[Records contained in a dataset]
------------

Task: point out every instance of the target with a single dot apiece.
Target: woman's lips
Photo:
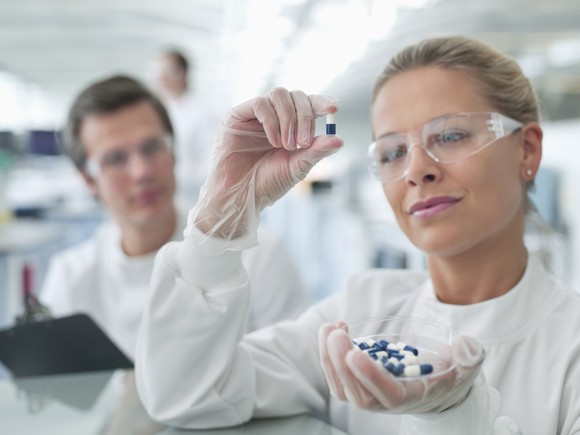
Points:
(432, 207)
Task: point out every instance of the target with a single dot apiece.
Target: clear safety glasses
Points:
(447, 139)
(115, 162)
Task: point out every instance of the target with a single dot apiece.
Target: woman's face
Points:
(448, 209)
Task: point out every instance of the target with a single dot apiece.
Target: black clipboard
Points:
(71, 344)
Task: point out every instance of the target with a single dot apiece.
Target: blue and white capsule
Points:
(330, 124)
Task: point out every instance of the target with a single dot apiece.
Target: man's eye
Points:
(152, 147)
(114, 159)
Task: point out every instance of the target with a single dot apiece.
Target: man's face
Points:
(131, 162)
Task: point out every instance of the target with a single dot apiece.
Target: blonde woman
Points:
(457, 144)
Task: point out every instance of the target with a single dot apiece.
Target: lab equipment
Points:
(330, 124)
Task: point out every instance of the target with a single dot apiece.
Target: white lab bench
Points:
(23, 242)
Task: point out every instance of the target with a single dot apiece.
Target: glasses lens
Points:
(389, 154)
(447, 139)
(456, 137)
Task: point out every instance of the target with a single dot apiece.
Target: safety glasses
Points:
(447, 139)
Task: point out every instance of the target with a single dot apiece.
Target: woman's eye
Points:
(449, 137)
(393, 154)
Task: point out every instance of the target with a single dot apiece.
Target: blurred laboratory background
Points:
(337, 222)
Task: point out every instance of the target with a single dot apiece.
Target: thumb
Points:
(305, 159)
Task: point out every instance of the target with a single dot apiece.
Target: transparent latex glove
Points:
(262, 149)
(356, 378)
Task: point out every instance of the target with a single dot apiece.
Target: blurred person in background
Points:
(194, 123)
(120, 138)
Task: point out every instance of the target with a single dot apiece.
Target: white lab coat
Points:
(96, 277)
(215, 377)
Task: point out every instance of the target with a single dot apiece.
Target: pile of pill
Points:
(400, 359)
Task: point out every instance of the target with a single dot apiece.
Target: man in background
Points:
(120, 138)
(194, 123)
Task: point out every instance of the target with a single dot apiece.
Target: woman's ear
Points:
(531, 150)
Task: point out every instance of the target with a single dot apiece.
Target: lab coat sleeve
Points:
(192, 369)
(278, 291)
(476, 415)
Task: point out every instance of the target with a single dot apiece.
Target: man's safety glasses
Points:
(115, 162)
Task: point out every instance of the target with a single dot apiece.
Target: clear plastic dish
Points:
(433, 340)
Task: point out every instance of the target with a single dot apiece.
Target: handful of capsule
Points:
(400, 359)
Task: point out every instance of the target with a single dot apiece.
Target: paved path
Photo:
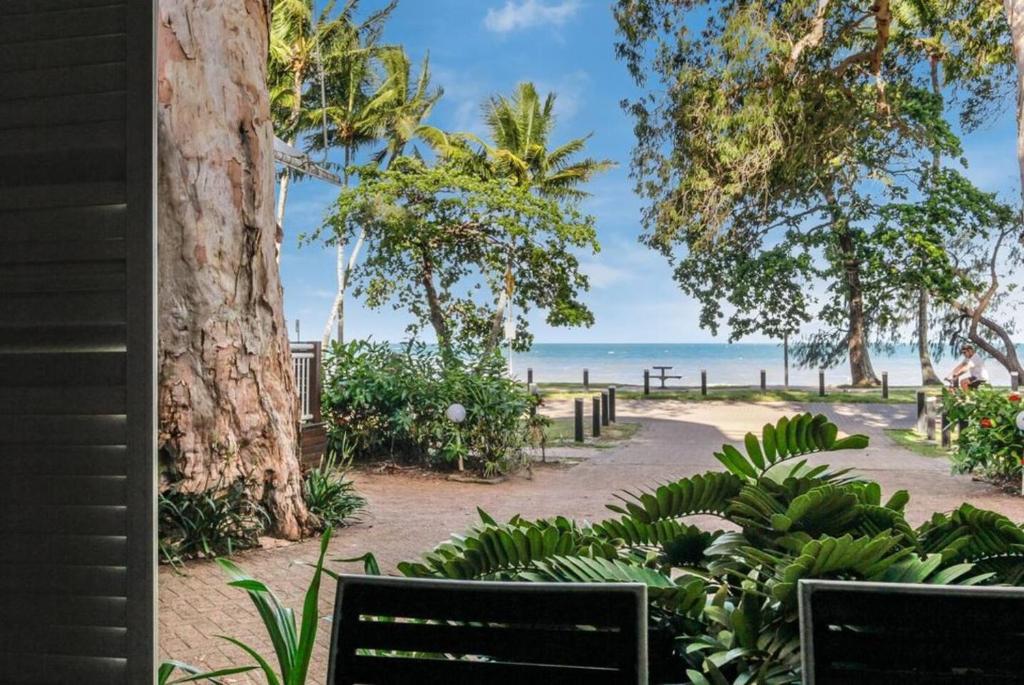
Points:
(410, 514)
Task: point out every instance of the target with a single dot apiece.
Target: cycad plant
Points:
(730, 597)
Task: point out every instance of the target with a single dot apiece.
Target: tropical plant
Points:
(730, 597)
(989, 442)
(442, 242)
(520, 127)
(381, 401)
(330, 496)
(221, 520)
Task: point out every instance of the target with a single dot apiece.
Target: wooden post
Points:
(922, 411)
(579, 419)
(315, 383)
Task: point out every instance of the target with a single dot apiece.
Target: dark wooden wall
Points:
(77, 341)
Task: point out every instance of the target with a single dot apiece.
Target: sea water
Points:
(738, 364)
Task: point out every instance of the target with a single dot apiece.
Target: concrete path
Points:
(408, 514)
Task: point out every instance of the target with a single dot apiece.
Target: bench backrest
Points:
(910, 634)
(426, 631)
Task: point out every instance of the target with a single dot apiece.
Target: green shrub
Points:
(329, 495)
(990, 443)
(388, 402)
(729, 598)
(207, 524)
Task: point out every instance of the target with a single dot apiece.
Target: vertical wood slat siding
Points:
(77, 341)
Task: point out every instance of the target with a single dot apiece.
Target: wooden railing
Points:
(306, 360)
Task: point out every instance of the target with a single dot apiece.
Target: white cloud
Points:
(525, 13)
(604, 275)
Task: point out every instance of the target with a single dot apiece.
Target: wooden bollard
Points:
(922, 411)
(579, 419)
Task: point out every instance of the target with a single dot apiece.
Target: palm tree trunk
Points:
(227, 404)
(928, 375)
(1015, 16)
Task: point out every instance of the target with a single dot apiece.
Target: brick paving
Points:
(408, 514)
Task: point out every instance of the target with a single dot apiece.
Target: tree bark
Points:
(1015, 16)
(928, 375)
(227, 404)
(861, 372)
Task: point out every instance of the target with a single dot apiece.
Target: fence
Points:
(306, 359)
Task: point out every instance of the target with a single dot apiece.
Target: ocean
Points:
(738, 364)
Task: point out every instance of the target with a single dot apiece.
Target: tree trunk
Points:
(1015, 16)
(861, 372)
(928, 375)
(227, 403)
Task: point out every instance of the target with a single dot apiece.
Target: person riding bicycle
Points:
(971, 372)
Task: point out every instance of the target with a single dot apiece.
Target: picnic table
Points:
(663, 375)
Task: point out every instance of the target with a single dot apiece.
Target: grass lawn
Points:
(561, 433)
(908, 438)
(900, 395)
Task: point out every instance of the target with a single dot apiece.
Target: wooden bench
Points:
(663, 375)
(444, 632)
(910, 634)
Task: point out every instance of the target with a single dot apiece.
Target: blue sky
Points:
(480, 47)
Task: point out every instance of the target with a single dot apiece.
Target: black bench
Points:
(910, 634)
(446, 632)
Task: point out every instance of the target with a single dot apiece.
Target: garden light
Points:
(456, 413)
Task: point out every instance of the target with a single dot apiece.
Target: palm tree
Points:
(520, 127)
(304, 46)
(373, 97)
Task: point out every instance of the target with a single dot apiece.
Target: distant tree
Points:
(520, 128)
(776, 130)
(440, 239)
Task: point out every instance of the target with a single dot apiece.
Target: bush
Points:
(990, 443)
(330, 496)
(387, 402)
(220, 521)
(727, 600)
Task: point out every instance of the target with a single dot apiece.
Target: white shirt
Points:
(975, 368)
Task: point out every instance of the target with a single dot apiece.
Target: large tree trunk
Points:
(928, 375)
(1015, 16)
(227, 402)
(861, 372)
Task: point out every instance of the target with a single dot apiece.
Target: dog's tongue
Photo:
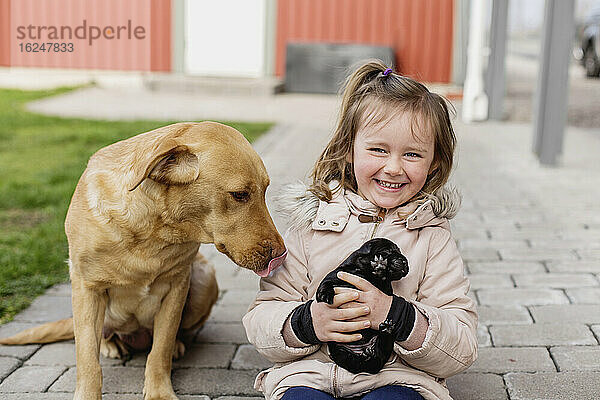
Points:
(273, 264)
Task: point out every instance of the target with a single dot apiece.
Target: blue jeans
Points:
(382, 393)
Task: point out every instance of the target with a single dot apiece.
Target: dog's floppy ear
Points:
(170, 163)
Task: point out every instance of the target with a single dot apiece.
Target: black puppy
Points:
(380, 262)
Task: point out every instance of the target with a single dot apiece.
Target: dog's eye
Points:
(240, 196)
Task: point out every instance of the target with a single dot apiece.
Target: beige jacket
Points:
(321, 236)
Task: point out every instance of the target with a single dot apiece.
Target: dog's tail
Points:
(46, 333)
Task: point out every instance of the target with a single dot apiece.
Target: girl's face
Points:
(390, 163)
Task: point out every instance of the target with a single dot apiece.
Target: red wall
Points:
(419, 31)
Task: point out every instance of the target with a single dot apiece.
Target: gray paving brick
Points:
(214, 382)
(20, 352)
(573, 267)
(243, 297)
(503, 315)
(7, 366)
(596, 330)
(581, 313)
(584, 295)
(114, 380)
(467, 386)
(501, 360)
(518, 296)
(228, 313)
(483, 336)
(505, 267)
(577, 358)
(31, 379)
(62, 353)
(207, 356)
(40, 396)
(46, 309)
(538, 255)
(246, 357)
(553, 386)
(542, 335)
(481, 281)
(222, 333)
(555, 281)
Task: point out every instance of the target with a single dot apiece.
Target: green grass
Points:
(41, 159)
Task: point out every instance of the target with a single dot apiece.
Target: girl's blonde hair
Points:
(372, 95)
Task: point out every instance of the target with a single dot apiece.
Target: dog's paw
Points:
(162, 392)
(178, 350)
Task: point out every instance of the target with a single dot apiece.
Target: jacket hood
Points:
(302, 207)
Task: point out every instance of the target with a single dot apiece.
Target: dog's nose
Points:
(277, 252)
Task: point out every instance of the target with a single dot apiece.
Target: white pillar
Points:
(475, 101)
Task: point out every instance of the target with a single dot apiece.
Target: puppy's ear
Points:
(170, 164)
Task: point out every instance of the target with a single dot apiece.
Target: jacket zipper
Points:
(380, 216)
(335, 383)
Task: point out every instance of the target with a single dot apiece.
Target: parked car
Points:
(589, 39)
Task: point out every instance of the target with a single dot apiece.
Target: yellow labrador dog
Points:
(138, 215)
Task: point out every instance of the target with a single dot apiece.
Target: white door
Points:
(225, 38)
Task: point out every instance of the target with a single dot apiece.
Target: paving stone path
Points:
(530, 239)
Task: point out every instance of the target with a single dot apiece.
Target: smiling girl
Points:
(381, 175)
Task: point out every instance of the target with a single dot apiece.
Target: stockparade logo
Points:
(52, 38)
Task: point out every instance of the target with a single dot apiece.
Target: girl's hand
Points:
(378, 302)
(335, 324)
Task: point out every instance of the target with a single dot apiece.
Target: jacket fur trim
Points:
(301, 205)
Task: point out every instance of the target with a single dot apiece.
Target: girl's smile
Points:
(391, 163)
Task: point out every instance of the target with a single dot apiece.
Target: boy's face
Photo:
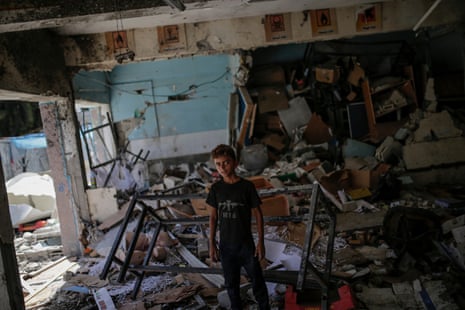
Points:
(225, 166)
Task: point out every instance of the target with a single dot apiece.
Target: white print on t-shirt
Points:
(228, 209)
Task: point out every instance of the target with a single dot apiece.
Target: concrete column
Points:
(11, 296)
(65, 157)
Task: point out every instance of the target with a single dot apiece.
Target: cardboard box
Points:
(260, 182)
(278, 142)
(356, 75)
(272, 98)
(267, 75)
(327, 75)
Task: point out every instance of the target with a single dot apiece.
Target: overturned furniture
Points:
(307, 277)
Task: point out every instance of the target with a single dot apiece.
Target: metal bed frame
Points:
(308, 277)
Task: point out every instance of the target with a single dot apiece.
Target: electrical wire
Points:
(189, 89)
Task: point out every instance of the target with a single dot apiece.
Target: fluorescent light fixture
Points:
(176, 4)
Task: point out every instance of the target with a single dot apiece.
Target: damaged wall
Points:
(93, 51)
(173, 104)
(33, 62)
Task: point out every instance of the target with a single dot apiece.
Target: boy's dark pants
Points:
(232, 259)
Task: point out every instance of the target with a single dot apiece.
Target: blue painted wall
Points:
(172, 97)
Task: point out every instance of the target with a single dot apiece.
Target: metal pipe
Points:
(425, 16)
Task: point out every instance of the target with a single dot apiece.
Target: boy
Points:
(233, 200)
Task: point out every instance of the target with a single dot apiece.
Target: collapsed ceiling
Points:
(84, 17)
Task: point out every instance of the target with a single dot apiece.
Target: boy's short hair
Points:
(223, 150)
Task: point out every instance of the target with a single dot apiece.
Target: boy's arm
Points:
(213, 250)
(260, 249)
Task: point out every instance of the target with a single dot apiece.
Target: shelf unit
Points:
(404, 84)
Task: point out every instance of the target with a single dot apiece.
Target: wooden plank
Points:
(245, 123)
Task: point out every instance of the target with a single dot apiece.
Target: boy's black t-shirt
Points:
(234, 203)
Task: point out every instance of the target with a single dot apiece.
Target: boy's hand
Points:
(260, 251)
(213, 253)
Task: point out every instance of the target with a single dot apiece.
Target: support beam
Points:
(63, 149)
(11, 296)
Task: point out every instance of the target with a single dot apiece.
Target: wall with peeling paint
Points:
(173, 99)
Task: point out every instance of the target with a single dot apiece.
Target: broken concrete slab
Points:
(434, 153)
(102, 203)
(436, 126)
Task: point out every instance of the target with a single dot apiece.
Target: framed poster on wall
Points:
(323, 21)
(369, 17)
(278, 27)
(171, 38)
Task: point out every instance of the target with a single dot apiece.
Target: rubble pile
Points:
(398, 244)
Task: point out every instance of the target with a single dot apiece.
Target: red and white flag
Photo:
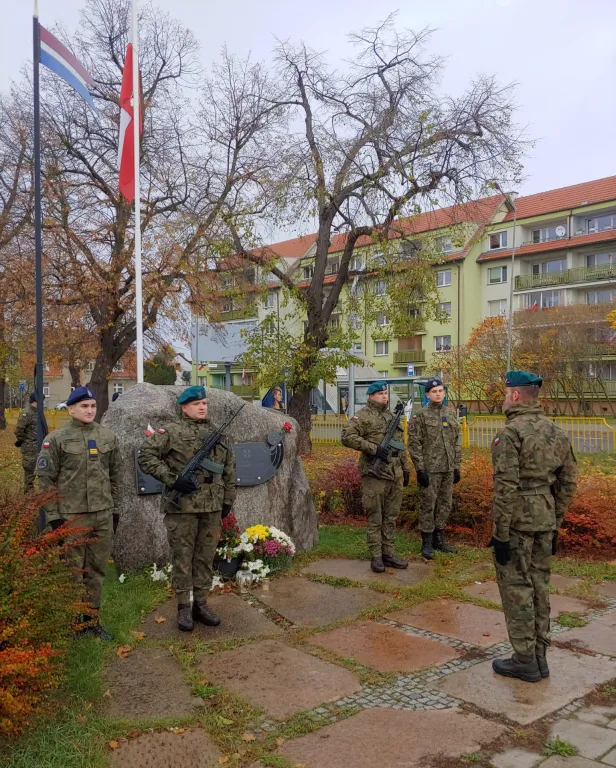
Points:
(126, 144)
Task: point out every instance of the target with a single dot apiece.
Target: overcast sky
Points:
(562, 54)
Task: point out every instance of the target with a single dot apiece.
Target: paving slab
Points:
(591, 740)
(488, 590)
(392, 738)
(238, 619)
(598, 635)
(385, 648)
(516, 758)
(167, 750)
(571, 677)
(148, 683)
(359, 570)
(464, 621)
(310, 604)
(281, 679)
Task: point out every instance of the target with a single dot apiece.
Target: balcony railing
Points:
(576, 275)
(412, 356)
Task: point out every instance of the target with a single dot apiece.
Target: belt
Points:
(540, 490)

------------

**Assignment:** Could you copy every line in the records that holds "girl"?

**Response for this exercise:**
Target: girl's face
Target: girl's blonde hair
Target: smiling girl
Target: girl's hand
Target: girl's smile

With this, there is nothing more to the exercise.